§ Given problem 1:
According to the forum thread on Julia workers, which two folders did the original poster delete before restarting Julia?

§ Passage given:
I’m trying to run my code on multiple processes. It was working before but I updated Atom and it no longer works. I’m getting “failed to precompile” errors when I try to use @everywhere to load a package.
Any tips? The base errors seem to be IOError like “mkdir: file already exists”
2 Likes
Maybe each worker is trying to compile packages concurrently?
I don’t have a clean solution for this, but you could try using Package
on the master process to precompile the package before attempting @everywhere using Package
. If distributed, you’ll probably want to precompile on just one worker on each host machine before loading on all remote workers.
2 Likes
Thanks, it was Distributed. I ended up deleting all my local packages (.julia/packages) and their compiled (.julia/compiled) files, restarted Julia, precompiled in the main thread, then ran the workers.
Glad its fixed, although maybe its worth mentioning that it couldn’t have been as simple as just this. When you run @everywhere using Package
, Julia is first loading/precompiling the package just on the main process, and only after that is done is it loading on the workers, exactly to avoid such a race condition (this is why it takes 2x as long to load a package when you have workers).
Yes, I haven’t had an issue with local workers on the same machine (presumably because all workers share the same compile location). But won’t a race still exist for remote workers on each remote host?
You’re right, thats a good point, if your remote machines didn’t have a shared filesystem and you had more than one worker per machine, those could end up precompiling simultaneously and cause problems.

§ Given problem 2:
From the stored data rows, reproduce the lines beginning at the line that contains "If you could point at the runner's" and stopping after the line that contains "Target: white bib number", requests included. Multiply every answer coordinate by 0.8 and round to whole numbers, with halves rounded up.

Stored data
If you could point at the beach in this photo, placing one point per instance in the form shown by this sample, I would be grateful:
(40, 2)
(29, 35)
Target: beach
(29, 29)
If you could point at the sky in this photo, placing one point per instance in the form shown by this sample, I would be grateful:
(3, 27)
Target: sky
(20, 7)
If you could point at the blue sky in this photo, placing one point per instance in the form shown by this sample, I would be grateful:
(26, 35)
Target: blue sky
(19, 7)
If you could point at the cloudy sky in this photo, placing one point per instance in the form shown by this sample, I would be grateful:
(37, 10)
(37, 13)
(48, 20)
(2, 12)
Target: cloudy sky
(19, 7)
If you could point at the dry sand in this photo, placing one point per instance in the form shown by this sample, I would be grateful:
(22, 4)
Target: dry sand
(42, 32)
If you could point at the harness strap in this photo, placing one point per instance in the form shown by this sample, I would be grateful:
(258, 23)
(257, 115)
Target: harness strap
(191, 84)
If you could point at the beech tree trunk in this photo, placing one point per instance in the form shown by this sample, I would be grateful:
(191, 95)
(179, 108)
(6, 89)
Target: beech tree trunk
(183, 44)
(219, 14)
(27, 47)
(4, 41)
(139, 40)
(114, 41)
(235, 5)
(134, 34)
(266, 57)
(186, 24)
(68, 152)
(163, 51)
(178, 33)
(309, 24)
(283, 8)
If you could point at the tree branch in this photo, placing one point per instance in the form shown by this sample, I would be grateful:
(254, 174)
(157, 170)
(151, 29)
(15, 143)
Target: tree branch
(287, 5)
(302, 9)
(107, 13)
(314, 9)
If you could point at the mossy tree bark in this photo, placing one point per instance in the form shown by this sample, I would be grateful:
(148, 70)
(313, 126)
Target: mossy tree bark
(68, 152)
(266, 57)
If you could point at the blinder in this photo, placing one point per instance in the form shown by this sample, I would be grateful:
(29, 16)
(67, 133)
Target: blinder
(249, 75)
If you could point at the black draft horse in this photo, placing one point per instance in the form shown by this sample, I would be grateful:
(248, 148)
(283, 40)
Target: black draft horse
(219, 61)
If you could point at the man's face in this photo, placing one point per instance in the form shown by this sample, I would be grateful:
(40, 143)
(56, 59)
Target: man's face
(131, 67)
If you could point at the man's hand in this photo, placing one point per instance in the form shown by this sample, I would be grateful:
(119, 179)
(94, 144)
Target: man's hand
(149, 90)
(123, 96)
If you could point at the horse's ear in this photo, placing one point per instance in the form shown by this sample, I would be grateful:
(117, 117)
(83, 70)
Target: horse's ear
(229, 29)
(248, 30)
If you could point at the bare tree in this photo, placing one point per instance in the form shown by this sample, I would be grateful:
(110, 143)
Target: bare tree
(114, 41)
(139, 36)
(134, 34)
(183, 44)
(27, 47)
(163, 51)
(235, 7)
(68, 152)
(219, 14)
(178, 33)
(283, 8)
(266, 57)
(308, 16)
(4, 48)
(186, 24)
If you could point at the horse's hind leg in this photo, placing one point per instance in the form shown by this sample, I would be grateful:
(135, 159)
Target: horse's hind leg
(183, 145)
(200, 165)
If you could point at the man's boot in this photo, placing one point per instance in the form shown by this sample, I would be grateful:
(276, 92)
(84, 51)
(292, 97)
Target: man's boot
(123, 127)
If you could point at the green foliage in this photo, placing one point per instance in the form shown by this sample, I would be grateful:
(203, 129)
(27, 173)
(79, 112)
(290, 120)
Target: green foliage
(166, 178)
* * *
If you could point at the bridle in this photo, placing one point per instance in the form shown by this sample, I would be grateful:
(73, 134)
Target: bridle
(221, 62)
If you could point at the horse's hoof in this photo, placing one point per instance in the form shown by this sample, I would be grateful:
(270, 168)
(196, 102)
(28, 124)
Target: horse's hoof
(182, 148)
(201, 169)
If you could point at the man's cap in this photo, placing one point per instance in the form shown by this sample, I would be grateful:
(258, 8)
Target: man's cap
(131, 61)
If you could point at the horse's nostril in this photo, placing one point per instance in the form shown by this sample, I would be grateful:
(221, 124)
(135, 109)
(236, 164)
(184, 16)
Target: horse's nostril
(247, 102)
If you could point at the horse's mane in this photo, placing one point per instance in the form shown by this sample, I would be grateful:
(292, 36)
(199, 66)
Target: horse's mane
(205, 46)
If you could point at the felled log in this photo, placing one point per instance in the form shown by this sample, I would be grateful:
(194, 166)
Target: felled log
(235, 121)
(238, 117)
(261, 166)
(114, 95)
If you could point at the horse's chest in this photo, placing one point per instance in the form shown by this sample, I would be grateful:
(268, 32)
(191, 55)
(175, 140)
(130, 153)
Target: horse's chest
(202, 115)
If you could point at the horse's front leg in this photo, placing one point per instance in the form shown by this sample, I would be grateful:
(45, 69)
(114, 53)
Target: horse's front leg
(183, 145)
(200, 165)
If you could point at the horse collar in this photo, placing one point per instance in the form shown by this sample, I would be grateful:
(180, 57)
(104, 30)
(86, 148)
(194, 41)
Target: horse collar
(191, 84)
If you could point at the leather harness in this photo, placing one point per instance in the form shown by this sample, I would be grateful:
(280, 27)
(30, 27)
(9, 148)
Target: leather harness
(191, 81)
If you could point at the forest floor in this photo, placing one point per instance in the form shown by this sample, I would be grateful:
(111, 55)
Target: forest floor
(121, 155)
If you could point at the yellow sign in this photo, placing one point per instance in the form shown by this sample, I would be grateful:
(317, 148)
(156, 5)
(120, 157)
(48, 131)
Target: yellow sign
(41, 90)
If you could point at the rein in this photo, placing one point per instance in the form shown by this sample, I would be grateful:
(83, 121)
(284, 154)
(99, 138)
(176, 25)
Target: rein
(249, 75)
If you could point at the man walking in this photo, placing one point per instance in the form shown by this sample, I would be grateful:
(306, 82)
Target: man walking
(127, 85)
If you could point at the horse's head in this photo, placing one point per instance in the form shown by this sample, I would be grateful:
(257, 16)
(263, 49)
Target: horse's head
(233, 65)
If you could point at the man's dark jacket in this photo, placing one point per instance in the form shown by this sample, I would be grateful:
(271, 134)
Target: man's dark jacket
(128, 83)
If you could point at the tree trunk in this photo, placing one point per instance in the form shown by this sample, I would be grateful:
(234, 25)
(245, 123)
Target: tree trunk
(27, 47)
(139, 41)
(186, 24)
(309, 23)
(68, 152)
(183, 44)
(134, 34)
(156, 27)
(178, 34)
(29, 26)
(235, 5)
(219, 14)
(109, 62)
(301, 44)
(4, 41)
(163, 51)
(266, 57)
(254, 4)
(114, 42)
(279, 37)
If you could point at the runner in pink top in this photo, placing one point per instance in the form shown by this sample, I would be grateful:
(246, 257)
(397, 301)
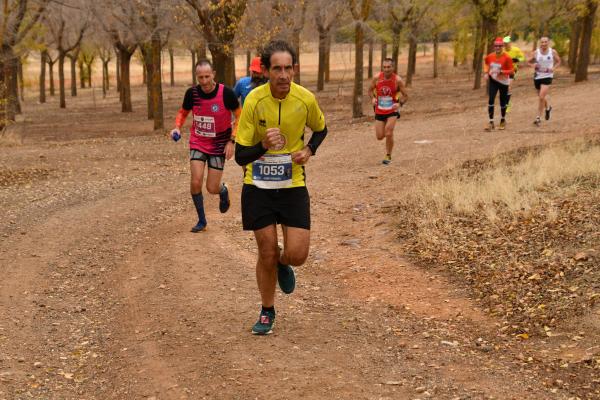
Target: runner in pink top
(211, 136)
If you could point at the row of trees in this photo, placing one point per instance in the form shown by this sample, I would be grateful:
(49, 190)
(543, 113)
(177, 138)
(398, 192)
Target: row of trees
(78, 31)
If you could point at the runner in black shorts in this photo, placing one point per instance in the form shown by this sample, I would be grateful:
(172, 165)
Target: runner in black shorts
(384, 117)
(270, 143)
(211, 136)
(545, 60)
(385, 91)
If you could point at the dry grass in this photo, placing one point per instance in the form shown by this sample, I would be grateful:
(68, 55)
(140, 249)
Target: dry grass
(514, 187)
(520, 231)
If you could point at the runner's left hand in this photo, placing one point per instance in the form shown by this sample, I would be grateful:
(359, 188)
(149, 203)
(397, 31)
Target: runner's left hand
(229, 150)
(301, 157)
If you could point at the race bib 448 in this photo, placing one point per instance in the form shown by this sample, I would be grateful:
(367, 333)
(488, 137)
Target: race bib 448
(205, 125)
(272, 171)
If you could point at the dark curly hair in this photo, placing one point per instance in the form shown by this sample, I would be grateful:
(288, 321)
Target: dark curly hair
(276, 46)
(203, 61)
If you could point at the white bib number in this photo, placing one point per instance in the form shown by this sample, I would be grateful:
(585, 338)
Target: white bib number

§ Written solution 1:
The local packages folder (.julia/packages) and the compiled files folder (.julia/compiled).

§ Written solution 2:
If you could point at the runner's left hand in this photo, placing one point per instance in the form shown by this sample, I would be grateful:
(359, 188)
(149, 203)
(397, 31)
Target: runner's left hand
(183, 120)
(241, 126)
If you could point at the race bib 448 in this photo, placing one point per instance in the form shown by this sample, I would be grateful:
(367, 333)
(488, 137)
Target: race bib 448
(164, 100)
(218, 137)
If you could point at the dark curly hair in this photo, placing one point per instance in the form shown by this sample, I would be grateful:
(288, 321)
Target: dark curly hair
(221, 37)
(162, 49)
If you could point at the white bib number in this photo, placing one point per instance in the form shown by this sample, I would be grateful:
(585, 338)
Target: white bib number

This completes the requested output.